## EXERCISE OBJECTIVE:
Print nothing except the line holding "Dear assistant, the user would like the man's right" and the lines that come after it in the material below, and leave the pictures out.

## RECORDS FOR PROCESSING:
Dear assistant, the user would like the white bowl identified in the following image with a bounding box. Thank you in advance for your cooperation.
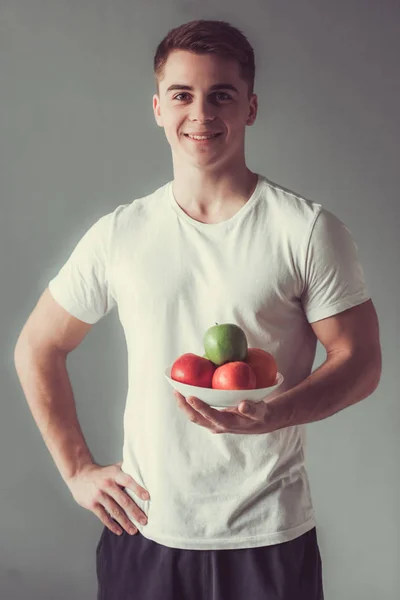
[164,366,284,409]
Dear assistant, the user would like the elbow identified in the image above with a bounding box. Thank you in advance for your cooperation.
[366,347,382,396]
[371,362,382,395]
[14,331,40,370]
[14,334,27,366]
[14,335,32,374]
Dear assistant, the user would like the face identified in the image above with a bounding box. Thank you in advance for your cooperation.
[153,50,258,171]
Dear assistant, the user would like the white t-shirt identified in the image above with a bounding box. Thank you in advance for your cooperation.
[48,174,370,550]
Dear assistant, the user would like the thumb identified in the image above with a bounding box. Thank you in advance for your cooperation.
[239,400,259,419]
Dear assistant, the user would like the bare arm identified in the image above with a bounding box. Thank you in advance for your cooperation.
[174,300,382,435]
[264,299,382,429]
[14,288,150,536]
[14,288,94,482]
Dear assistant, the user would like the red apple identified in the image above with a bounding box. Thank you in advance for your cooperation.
[245,348,278,388]
[212,361,257,390]
[171,353,216,388]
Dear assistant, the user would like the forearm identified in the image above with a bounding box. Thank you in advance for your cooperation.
[14,342,95,483]
[266,350,381,430]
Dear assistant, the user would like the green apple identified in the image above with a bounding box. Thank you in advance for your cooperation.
[203,323,248,366]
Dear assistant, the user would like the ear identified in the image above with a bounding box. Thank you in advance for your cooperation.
[246,93,258,126]
[153,94,164,127]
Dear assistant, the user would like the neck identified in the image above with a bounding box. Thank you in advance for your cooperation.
[171,162,258,223]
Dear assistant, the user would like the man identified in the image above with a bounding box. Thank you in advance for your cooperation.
[14,19,381,600]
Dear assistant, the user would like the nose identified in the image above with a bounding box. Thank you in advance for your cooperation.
[189,97,216,124]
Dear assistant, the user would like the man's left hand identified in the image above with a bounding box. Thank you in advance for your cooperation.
[173,391,279,435]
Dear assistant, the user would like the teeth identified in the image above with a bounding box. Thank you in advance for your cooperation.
[187,134,219,140]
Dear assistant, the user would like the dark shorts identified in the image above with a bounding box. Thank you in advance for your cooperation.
[96,526,324,600]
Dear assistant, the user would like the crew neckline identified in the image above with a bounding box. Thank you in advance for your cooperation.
[167,174,263,231]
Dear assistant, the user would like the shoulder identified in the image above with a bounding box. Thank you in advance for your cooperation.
[260,176,321,221]
[99,181,170,236]
[258,175,324,241]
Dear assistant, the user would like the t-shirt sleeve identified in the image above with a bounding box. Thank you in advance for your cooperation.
[300,208,370,323]
[48,213,117,324]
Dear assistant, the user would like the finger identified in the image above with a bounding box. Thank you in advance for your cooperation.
[193,398,269,434]
[186,396,234,429]
[238,400,266,421]
[105,483,149,526]
[100,494,142,535]
[93,504,137,536]
[116,469,151,501]
[174,391,215,430]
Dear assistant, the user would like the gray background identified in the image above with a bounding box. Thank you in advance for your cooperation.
[1,0,399,598]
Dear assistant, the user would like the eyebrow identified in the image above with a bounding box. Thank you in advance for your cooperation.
[166,83,239,94]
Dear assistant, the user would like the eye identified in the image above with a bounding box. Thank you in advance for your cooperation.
[173,93,190,101]
[172,92,233,102]
[214,92,232,101]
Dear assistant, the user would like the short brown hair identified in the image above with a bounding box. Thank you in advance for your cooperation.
[153,20,255,96]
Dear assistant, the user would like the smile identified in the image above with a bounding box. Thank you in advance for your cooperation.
[184,133,222,140]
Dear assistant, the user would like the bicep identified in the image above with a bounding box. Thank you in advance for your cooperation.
[310,299,381,361]
[15,288,93,356]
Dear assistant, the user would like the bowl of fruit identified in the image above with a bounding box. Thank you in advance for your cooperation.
[165,323,284,409]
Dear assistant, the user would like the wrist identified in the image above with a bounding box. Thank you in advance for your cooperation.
[262,392,289,432]
[62,453,96,484]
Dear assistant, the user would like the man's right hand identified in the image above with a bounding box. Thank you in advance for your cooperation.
[66,461,150,536]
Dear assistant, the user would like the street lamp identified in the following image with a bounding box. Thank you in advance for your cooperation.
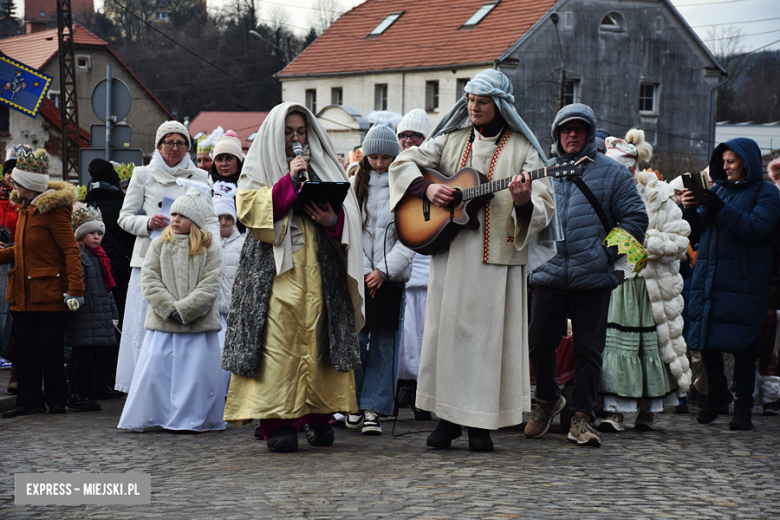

## RESULT:
Dear assistant, the user would like the man's right hand identified in the image above with a bounding box. Thank you in advance for your cooperation.
[66,461,150,536]
Dear assistant, the user would like the street lamp identified in the following image with a bounding box. Thank you in advance for your cooperation.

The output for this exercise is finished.